- **WRITTEN PROBLEM**: Extract every line of the material below that contains the string "cloud". Matching is case-sensitive.

______

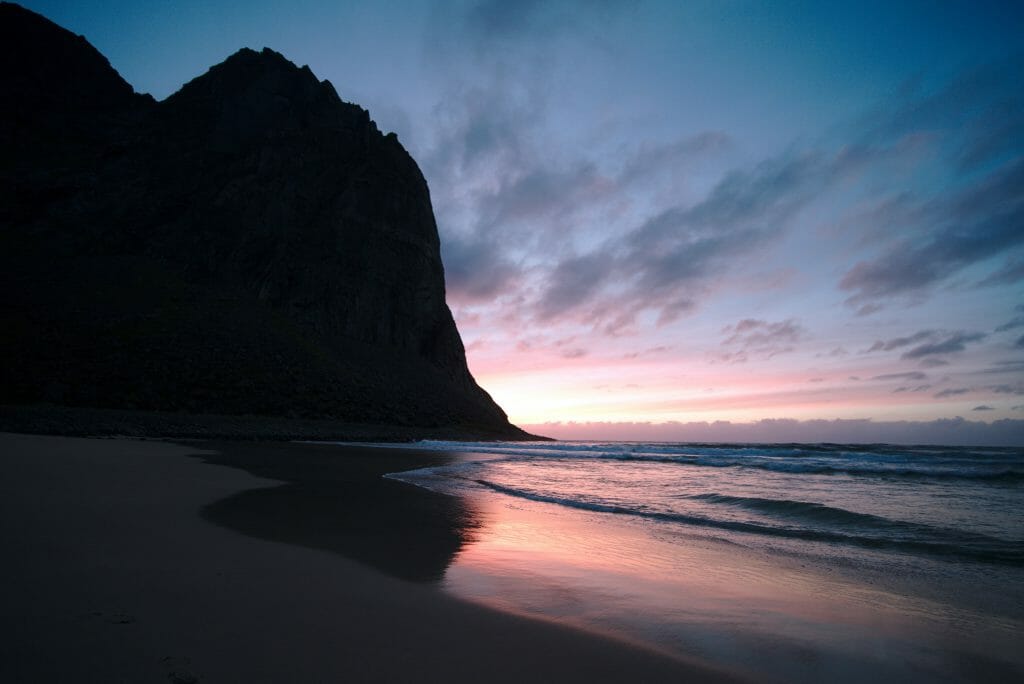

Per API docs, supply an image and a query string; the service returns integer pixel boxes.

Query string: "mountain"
[0,3,527,438]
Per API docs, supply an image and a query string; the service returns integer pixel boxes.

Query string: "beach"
[0,434,732,683]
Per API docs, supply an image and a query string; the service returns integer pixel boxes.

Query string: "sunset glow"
[29,0,1024,439]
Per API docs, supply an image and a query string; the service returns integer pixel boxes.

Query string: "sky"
[25,0,1024,444]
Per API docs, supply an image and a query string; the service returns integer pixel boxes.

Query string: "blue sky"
[25,0,1024,442]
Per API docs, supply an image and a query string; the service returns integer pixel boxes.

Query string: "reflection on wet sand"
[196,442,479,582]
[443,494,1020,682]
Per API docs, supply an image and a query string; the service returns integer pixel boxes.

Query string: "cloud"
[537,253,614,320]
[840,55,1024,310]
[722,318,806,359]
[441,232,521,302]
[901,331,988,358]
[861,330,936,353]
[893,385,932,394]
[978,258,1024,287]
[617,131,733,185]
[840,161,1024,306]
[538,148,835,332]
[871,371,928,380]
[995,316,1024,333]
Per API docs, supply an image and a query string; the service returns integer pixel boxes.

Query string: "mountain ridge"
[0,3,528,438]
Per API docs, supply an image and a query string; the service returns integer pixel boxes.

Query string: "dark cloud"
[901,331,988,358]
[840,55,1024,308]
[985,382,1024,395]
[441,237,520,302]
[995,316,1024,333]
[893,385,932,394]
[864,330,936,353]
[719,318,806,364]
[871,371,928,380]
[840,160,1024,306]
[467,0,544,38]
[480,163,612,225]
[722,318,805,349]
[618,131,732,185]
[538,150,836,333]
[623,344,672,358]
[537,253,613,320]
[978,257,1024,287]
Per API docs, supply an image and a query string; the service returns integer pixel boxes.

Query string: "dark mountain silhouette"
[0,3,524,437]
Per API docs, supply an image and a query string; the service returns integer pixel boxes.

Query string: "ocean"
[387,441,1024,682]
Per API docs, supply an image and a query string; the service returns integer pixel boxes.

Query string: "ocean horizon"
[370,441,1024,682]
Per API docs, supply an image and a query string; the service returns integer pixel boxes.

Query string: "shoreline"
[0,434,733,682]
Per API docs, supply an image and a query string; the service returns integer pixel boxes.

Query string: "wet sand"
[0,434,730,682]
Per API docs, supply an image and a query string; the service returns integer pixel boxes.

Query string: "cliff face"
[0,3,515,435]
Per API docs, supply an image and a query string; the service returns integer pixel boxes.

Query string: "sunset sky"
[24,0,1024,441]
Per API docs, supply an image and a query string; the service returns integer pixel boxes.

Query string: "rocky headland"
[0,3,529,438]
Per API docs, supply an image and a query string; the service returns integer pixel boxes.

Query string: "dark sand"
[0,434,727,682]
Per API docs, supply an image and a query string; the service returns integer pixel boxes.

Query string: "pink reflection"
[444,495,1014,681]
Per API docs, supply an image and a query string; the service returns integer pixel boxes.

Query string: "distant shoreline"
[0,404,548,442]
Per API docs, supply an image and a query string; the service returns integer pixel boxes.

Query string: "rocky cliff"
[0,3,522,436]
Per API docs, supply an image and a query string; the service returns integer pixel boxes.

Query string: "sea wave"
[473,478,1024,565]
[399,441,1024,484]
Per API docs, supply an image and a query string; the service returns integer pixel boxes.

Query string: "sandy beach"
[0,434,731,683]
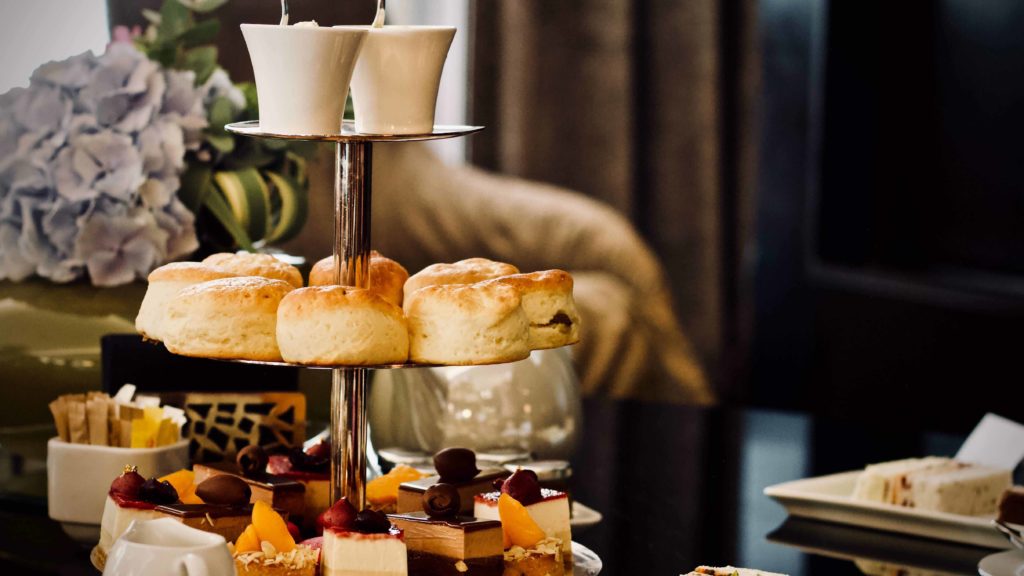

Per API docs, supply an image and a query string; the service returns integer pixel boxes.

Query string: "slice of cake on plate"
[319,498,409,576]
[395,448,509,516]
[853,457,1012,516]
[390,484,504,576]
[233,501,319,576]
[473,468,572,565]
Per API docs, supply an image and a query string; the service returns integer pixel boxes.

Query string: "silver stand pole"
[331,141,373,510]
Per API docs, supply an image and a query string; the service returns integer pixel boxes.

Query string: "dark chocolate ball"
[423,483,462,518]
[434,448,480,483]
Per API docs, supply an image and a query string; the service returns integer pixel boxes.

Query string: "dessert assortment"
[852,457,1013,516]
[136,252,580,367]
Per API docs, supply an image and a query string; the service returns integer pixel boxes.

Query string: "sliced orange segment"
[253,501,295,552]
[498,487,546,549]
[234,524,261,552]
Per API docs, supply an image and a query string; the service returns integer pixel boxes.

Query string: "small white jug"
[103,518,234,576]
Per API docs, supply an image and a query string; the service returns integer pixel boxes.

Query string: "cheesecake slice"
[388,512,504,576]
[319,498,409,576]
[853,457,1012,516]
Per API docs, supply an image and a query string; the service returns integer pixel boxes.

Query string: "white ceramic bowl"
[242,24,367,135]
[352,26,456,134]
[46,438,188,526]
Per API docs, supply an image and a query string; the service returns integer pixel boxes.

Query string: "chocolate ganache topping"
[434,448,480,483]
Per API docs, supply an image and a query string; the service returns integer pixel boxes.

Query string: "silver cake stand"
[225,121,483,509]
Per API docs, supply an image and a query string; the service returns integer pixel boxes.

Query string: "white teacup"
[352,26,456,134]
[103,518,234,576]
[242,24,367,135]
[46,438,188,526]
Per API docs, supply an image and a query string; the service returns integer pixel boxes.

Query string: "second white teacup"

______

- **ANSWER TO THE EXERCISE**:
Query string: "cloud"
Query string: "dark cloud"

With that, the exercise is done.